→ **Brano riportato**
Una volta a terra andiamo al punto di osservazione del tramonto, mentre Sara e Luca ci lasciano per andare alla serata “Sound of Silence” (che, sulla base dei loro racconti, consigliamo).

Al calare del sole, la roccia passa dall’arancione, al rosso sempre più scuro al marrone, quando il sole è calato del tutto (oggi alle 18 e 27). Non è che sia un fenomeno straordinario e unico al mondo, probabilmente anche sulle dolomiti è così, però è uno spettacolo godibilissimo.

Tornati in hotel e non avendo voglia di riprendere l’auto per andare a mangiare, optiamo per il ristorante più vicino, il GEKO CAFE’ (voto 6,5) dove diamo una soddisfazione enorme alla ragazza che ci serve prendendo sia lo starter che il main course del giorno.

SABATO 15 – AYERS ROCK-DARWIN-LITCHFIELD Abbandonati i deserti oggi volo per Darwin via Alice Spring: riempiamo il serbatoio con benzina “Opal non sniffable” (per evitare che gli aborigeni la usino per stonarsi), passiamo a prendere Sara e Luca e via in aeroporto.

Ad Alice Springs ci separiamo: loro si fermano, noi ci dirigiamo verso nord.

A Darwin ci accoglie una temperatura tropicale, diciamo addio al caldo secco desertico. Ritiriamo la macchina all’Avis (una Nissan Patrol molto più “ruvida” del Pathfinder)…Qui nei territori del Nord non si scherza mica! Via di volata verso Batchelor, che si trova subito fuori dall’ingresso del parco Litchfield, dove abbiamo preso alloggio al BATCHELOR RESORT HOTEL (voto 6- – 130 euro). La stanza sarebbe anche carina non fosse arredata con gli scarti di qualche trasloco (sotto la TV c’è un mobile stereo che contiene tè, caffè, ecc…, c’è la scrivania che sembra più un banco di scuola e 3 sedie verdi imbottite che probabilmente arrivano da qualche bisca…).

Fatto check-in ci dirigiamo al parco. Prima tappa: Termite Mounds, dove termitai alti svariati metri (fino a 5) si ergono come lapidi di cimitero in mezzo ai prati.

Dopo andiamo verso le Florence Falls, una laguna bellissima e sicura dove Rebecca fa anche il bagno, e dove vediamo anche una coppia di short eared wallabies, e poi alle Buley Rockhole, dove si potrebbe fare il bagno se orridi ventenni circondati da casse di birra non occupassero già tutte le vasche naturali.

Paesaggisticamente tutto comunque molto bello.

→ **Estratto dei dati**
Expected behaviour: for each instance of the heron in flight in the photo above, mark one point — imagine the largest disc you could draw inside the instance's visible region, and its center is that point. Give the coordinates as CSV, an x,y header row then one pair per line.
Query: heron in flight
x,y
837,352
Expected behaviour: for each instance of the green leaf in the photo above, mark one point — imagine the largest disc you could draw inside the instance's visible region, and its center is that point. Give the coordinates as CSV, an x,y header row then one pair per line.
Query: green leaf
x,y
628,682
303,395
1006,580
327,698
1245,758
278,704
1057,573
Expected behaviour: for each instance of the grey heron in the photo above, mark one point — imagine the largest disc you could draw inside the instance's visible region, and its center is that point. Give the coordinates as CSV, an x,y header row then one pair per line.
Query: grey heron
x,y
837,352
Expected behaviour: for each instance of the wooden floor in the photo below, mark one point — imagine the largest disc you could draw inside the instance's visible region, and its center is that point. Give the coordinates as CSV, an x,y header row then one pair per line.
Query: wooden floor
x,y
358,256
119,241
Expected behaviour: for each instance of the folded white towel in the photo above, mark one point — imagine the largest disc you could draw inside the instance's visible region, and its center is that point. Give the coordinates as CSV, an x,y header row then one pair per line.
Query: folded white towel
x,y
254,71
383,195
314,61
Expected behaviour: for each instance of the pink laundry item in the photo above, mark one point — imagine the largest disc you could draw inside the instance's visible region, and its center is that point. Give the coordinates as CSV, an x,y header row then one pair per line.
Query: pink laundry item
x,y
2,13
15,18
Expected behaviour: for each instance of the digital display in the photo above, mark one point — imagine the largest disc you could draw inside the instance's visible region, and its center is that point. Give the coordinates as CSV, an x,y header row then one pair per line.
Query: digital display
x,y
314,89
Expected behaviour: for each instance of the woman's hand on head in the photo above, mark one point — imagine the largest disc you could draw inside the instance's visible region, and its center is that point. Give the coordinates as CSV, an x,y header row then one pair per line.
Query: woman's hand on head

→ **Cosa fare**
1 - Indica se ciascuna affermazione concorda con il racconto di viaggio, rispondendo sì o no e citando alla lettera le parole del racconto che lo stabiliscono: (a) il giorno descritto il sole cala del tutto alle 18 e 27; (b) l'auto ritirata all'Avis di Darwin è più confortevole del Pathfinder; (c) ad Alice Springs Sara e Luca proseguono verso nord insieme agli altri.
2 - Riprendi il racconto di viaggio dopo la sua ultima frase e continualo.

→ **Risposte ai compiti**
1 -
(a) Sì: «quando il sole è calato del tutto (oggi alle 18 e 27)».
(b) No: «una Nissan Patrol molto più “ruvida” del Pathfinder».
(c) No: «loro si fermano, noi ci dirigiamo verso nord».

2 -
Rientriamo in hotel e ceniamo al ristorante interno (tristissimo): cibo valido ma ambiente da amarezza totale.

DOMENICA 16 – KAKADU Sveglia alle 7 per completare la visita al parco. Nell’ordine: – Tolmer Falls, con il suo sentiero e la sua acqua non balneabile – Wangi Falls, cascate più piscina naturale super-gettonate. Appena arrivati scena incredibile: un wallaby terrorizzato parte come una freccia dalla foresta, si lancia in mezzo alle persone, incespica, si rotola un paio di volte, si rialza e riparte a razzo. Il posto è molto bello, peccato che quello che sembra l’allegro chiocciare di pappagalli altro non è che il rumore di un’enorme e disgustosa colonia di pipistrelli. Facciamo una passeggiata sotto i “tiri” della contraerea di pipistrelli che ci guardano appesi ai loro alberi… – Lost City: 10km di sterrato (4WD obbligatorio e divertentissimo) e appare una serie di rocce che sembra una città in rovina oppure una città in rovina che sembra un ammasso di rocce.

Torniamo a Batchelor per il ritiro bagagli, preleviamo in un simil-bancomat all’interno del pub del paese (sotto gli occhi degli ZZTop locali) e partiamo per la Stuart Highway fino a Pine Creek, per poi prendere la 21 (Kakadu HW).

Lungo la via decidiamo di fare ancora un po’ di sterrato per andare a vedere Maguk: sulla strada diamo un passaggio a un aussie di mezza età, inzaccherato e scalzo… Arrivati al parcheggio non siamo tranquillissimi: il sentiero si snoda a fianco di un corso d’acqua stagnante e di alcuni billabong infestati da coccodrilli.

Facciamo dietro front alla volta di Cooinda, dove alloggiamo al Gagadju Lodge Cooinda (voto 8 – 140 euro), che include lodge, camping e motel. La stanza è molto carina e abbastanza lontana dalla cambogia… Ceniamo al BARRA BISTRO del camping (voto 6,5 – media tra il 5,5 del cibo e il 7,5 delle patatine…).

LUNEDI’ 17 – KAKADU-CAIRNS …Un lunedì da leoni…

Al mattino nulla lasciava presagire cosa sarebbe accaduto durante il giorno.

Solita colazione in camera, pieno di benzina, ritiro del cash e check-out: prima di lasciare il lodge decidiamo anche di prenotarci 2 posti per la crociera al tramonto sullo Yellow River, che implica il ritorno all’imbarcadero vicino al Cooinda per le 16,30.

Decidiamo di dedicare la giornata alle Twin e Jim Jim Falls: percorriamo circa 10 km di Kakadu Highway e poi prendiamo la deviazione per le cascate.

Dalla deviazione sono 60km di sterrato, di cui 50 si possono fare a 80-100km/h, mentre gli ultimi 10 sono per veri amanti del fuoristrada, con buche, dossi, pozze di sabbia e guado di fiumi.

Prima di intraprendere questo pezzo si passa anche un check veloce di un ranger che ti stacca anche il biglietto per il passaggio in barca per le Twin Falls (25$ a testa): di questo biglietto non né parla né la Lonely né le altre guide.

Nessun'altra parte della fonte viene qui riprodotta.